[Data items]

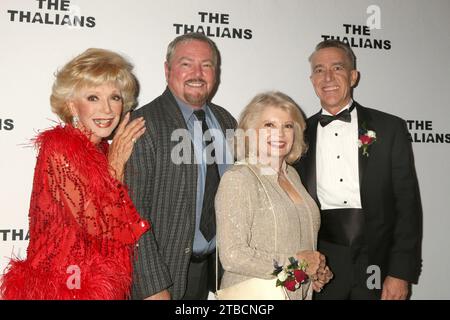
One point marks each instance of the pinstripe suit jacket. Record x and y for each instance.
(165, 194)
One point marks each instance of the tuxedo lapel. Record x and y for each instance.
(364, 120)
(311, 177)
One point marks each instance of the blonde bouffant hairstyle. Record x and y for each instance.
(92, 68)
(251, 115)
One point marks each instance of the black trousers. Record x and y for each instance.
(202, 277)
(349, 266)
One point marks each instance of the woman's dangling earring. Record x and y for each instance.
(75, 121)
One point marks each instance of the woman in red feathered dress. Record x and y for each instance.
(83, 225)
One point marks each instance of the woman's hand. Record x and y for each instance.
(314, 259)
(122, 144)
(322, 277)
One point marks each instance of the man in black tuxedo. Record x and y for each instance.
(360, 170)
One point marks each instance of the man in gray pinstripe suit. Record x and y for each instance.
(177, 259)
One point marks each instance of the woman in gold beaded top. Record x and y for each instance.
(264, 214)
(83, 225)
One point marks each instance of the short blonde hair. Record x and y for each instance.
(92, 68)
(251, 115)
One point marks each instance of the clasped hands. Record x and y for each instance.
(318, 271)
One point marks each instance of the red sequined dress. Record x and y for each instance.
(83, 225)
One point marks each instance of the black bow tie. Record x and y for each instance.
(343, 116)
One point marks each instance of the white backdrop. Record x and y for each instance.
(403, 63)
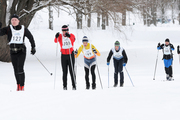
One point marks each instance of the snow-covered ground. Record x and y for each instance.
(148, 100)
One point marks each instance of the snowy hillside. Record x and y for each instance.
(148, 100)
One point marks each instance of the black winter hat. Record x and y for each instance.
(117, 43)
(167, 40)
(15, 16)
(65, 28)
(85, 39)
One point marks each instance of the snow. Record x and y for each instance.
(148, 100)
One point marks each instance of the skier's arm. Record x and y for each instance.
(30, 37)
(72, 37)
(172, 47)
(178, 51)
(98, 53)
(125, 56)
(3, 31)
(109, 56)
(79, 51)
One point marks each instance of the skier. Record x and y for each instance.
(178, 51)
(90, 53)
(66, 41)
(15, 35)
(120, 59)
(167, 49)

* EXERCISE BRIEF
Every line should be retyped exactly, with the pictures omitted.

* COMPLETED TASK
One point marks each instance of the pinstripe suit jacket. Record x and y for each instance.
(165, 194)
One point marks each instance of the tuxedo lapel. Record x and y for each instance.
(364, 120)
(311, 177)
One point marks each instance of the blonde bouffant hairstyle. Record x and y for each instance.
(92, 68)
(251, 115)
One point marks each instance of the black trousers. Record x and y for each instance.
(202, 277)
(349, 266)
One point marks each instance of the woman's dangling earring. Record x and y for each instance.
(75, 121)
One point marks each instance of the woman in red feathered dress. Record x and y for each instance.
(83, 225)
One point marks each instance of the woman's hand. Record x and y for each instance.
(314, 259)
(122, 144)
(322, 277)
One point marks each instance of the man in black tuxedo. Record x and y for each instance.
(360, 170)
One point marks each instance of the man in gray pinstripe suit. Record x and y for each instance.
(177, 259)
One point marks each instance of the woman in gold beaded top. Record x and y for each instance.
(264, 214)
(83, 225)
One point marks each instance of the short blonde hair. Record x and y for each instance.
(92, 68)
(251, 115)
One point marks each instance of the clasped hands. Record x and y for each instance.
(318, 271)
One point marks each instance of the red sequined dress. Record x and y for each instance.
(83, 225)
One point marks each instance of the black bow tie. Record x and y for each instance.
(343, 116)
One point marks each instance of the white backdrop. Record x and y for each instance.
(403, 63)
One point marks each instance of the snow-covered ground. Record x and y for each instance.
(148, 100)
One point marks each instance of the snowy hillside. Record x and y for each instance.
(148, 100)
One point marks each instance of the black winter hat. Record x and y for each instance.
(117, 43)
(167, 40)
(15, 16)
(65, 28)
(85, 39)
One point marks each instance of the snow. Record x and y for each instance.
(148, 100)
One point marks each instance of the skier's arm. Record x and y for each instance.
(30, 37)
(72, 37)
(172, 47)
(178, 51)
(98, 53)
(125, 56)
(3, 31)
(109, 56)
(79, 51)
One point marks each instance of the skier. Record x and y for each instance.
(178, 51)
(90, 53)
(66, 41)
(15, 35)
(120, 59)
(167, 49)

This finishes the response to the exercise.